── Data provided ──

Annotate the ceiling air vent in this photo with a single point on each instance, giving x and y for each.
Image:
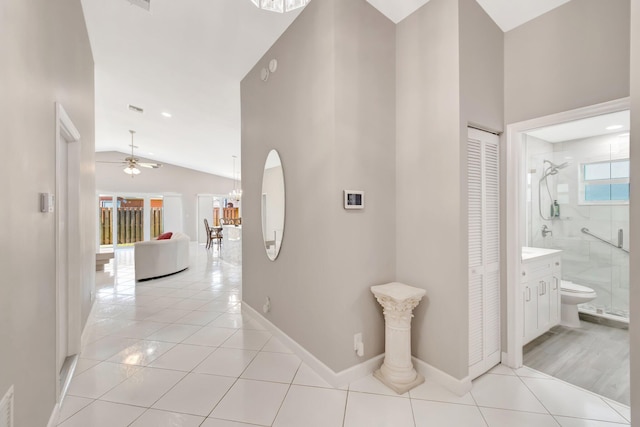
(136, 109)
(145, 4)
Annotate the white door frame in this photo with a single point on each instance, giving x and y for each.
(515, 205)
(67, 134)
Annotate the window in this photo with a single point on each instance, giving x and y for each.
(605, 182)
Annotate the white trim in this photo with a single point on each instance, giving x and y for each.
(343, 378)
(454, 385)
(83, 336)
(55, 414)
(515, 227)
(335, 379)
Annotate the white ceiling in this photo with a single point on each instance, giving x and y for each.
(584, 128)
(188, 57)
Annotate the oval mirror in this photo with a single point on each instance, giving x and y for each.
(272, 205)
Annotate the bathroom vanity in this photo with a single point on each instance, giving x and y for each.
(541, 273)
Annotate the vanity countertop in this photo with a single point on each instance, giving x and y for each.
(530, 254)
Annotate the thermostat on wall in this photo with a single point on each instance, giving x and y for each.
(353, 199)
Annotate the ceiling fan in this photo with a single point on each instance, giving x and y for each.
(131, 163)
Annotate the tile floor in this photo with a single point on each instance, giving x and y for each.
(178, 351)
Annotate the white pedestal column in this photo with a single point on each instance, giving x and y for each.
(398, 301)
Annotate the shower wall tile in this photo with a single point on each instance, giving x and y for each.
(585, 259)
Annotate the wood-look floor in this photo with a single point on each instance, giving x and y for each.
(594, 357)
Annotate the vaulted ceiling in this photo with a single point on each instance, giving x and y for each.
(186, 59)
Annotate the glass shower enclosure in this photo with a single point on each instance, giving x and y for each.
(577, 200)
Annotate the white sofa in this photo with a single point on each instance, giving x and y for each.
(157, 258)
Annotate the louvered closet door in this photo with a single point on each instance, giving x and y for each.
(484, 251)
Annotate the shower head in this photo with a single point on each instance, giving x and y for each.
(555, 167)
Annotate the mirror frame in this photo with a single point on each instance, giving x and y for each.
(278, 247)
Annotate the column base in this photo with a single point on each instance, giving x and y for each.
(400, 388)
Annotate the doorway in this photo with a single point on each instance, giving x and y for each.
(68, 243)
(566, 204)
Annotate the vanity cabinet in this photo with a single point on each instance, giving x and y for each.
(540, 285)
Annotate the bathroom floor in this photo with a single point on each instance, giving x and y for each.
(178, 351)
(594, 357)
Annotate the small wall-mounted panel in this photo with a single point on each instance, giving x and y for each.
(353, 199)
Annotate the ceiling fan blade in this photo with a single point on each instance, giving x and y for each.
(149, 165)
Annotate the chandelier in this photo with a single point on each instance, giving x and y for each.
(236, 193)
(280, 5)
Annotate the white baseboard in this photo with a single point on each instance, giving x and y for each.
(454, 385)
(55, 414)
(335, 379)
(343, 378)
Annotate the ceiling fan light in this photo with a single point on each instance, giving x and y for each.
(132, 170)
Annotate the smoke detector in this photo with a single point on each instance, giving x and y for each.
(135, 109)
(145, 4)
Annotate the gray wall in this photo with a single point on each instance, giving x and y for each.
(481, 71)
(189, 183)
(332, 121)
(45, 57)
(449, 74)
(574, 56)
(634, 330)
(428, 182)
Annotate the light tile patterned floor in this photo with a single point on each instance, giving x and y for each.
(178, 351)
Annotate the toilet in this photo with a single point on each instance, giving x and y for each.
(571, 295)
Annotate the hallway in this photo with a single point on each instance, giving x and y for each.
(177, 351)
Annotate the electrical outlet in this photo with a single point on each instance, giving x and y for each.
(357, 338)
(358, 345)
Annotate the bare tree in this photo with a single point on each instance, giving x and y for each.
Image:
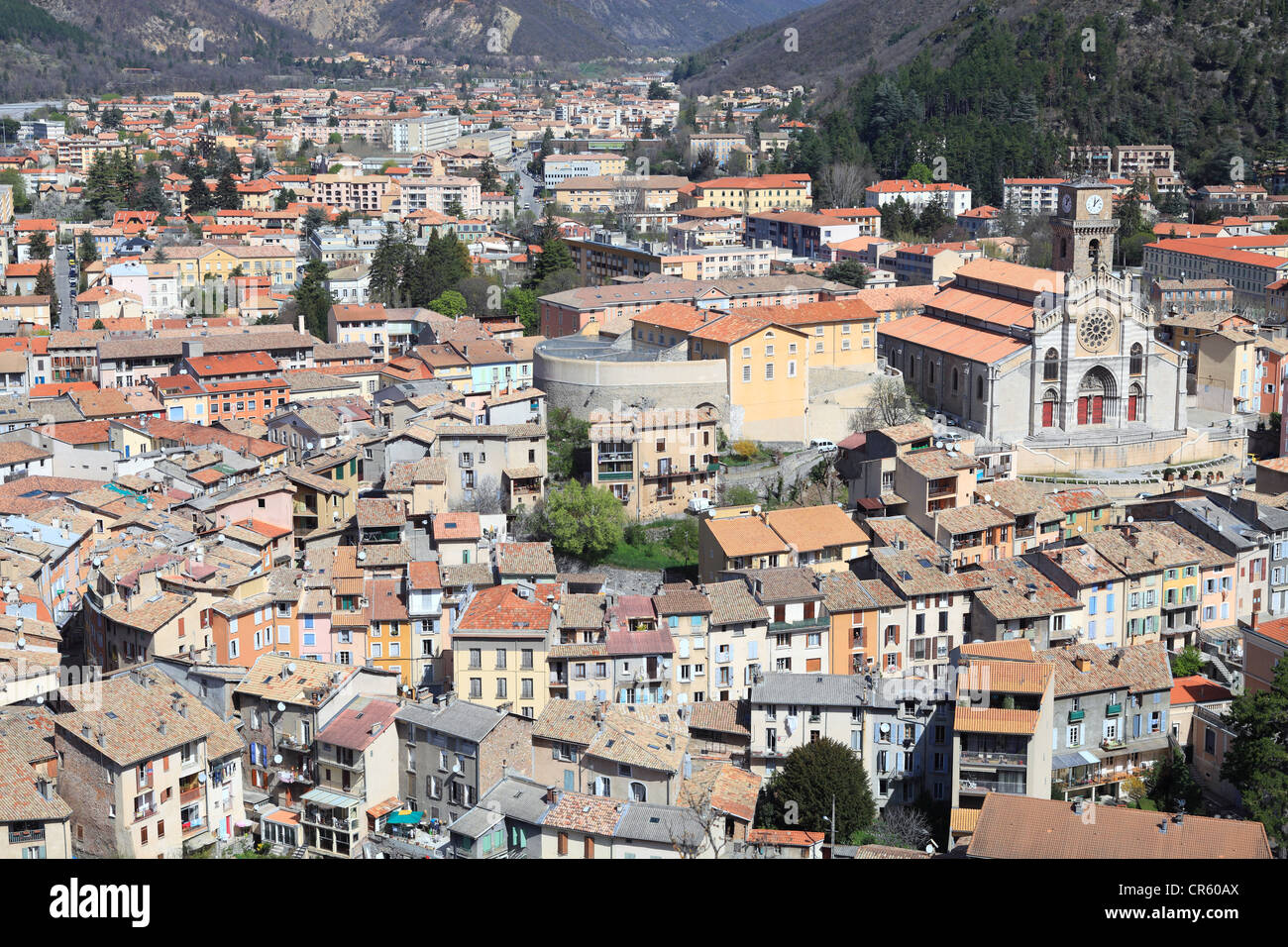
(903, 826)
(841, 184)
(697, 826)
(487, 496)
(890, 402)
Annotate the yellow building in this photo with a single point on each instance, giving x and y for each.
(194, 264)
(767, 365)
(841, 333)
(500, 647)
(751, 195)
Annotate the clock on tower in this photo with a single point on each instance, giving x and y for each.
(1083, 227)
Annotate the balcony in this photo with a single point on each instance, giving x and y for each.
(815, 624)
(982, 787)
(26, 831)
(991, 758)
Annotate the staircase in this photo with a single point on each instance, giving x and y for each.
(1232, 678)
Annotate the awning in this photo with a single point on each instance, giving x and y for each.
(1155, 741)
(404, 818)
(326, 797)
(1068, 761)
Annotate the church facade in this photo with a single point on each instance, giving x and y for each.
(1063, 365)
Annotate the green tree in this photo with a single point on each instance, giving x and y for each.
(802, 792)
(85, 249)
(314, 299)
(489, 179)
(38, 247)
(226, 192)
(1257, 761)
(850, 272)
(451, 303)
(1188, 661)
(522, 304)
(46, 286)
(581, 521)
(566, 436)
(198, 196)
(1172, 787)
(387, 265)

───
── Data provided ──

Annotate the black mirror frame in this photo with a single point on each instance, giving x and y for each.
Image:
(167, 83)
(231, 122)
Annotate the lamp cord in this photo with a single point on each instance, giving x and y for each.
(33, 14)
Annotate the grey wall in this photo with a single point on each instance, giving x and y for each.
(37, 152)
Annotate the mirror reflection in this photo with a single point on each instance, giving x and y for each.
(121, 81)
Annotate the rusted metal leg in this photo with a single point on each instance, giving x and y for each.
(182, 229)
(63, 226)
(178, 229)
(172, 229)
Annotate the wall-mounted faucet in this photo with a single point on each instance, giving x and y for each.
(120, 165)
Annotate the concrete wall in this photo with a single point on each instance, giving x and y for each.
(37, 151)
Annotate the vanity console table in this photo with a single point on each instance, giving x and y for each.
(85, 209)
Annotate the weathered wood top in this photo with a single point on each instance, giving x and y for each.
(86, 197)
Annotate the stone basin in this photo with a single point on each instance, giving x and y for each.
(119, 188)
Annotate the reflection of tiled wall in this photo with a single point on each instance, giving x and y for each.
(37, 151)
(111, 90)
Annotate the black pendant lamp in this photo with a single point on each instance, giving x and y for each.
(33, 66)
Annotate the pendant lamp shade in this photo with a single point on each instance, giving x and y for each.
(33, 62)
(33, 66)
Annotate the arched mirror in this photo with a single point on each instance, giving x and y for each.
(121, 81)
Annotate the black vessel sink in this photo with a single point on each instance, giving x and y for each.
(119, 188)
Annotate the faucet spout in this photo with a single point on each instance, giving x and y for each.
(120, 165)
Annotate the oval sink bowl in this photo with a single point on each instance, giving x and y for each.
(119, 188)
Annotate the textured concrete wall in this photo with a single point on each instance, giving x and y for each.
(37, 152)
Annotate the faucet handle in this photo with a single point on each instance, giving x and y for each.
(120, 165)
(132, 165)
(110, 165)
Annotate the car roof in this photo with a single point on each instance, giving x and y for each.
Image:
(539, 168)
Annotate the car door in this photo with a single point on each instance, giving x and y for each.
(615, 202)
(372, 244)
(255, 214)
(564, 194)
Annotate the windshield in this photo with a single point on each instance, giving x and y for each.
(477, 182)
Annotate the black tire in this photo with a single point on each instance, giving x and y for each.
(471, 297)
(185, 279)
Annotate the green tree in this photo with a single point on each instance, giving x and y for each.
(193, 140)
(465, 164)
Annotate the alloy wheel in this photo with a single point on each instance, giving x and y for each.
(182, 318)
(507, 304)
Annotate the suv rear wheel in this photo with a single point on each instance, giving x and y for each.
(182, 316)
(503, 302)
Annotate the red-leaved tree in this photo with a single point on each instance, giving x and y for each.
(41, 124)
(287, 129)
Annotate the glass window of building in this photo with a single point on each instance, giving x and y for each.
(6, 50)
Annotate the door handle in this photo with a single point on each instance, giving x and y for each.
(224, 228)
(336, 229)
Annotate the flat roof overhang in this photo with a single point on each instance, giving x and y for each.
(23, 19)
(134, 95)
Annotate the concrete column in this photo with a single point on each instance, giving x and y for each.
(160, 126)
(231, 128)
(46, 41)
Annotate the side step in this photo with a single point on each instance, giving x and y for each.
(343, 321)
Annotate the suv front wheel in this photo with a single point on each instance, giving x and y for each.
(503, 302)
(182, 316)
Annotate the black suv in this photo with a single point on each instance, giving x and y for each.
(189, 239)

───
── Data provided ──

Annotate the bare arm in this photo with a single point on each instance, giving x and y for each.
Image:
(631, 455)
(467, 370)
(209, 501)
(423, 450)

───

Required work:
If a line above contains the word "bare", list it.

Problem solution:
Annotate the bare tree in this photo with a single point on each instance, giving x and y for each.
Annotate the bare arm in this photo with a single point on each instance, giving x and y for each.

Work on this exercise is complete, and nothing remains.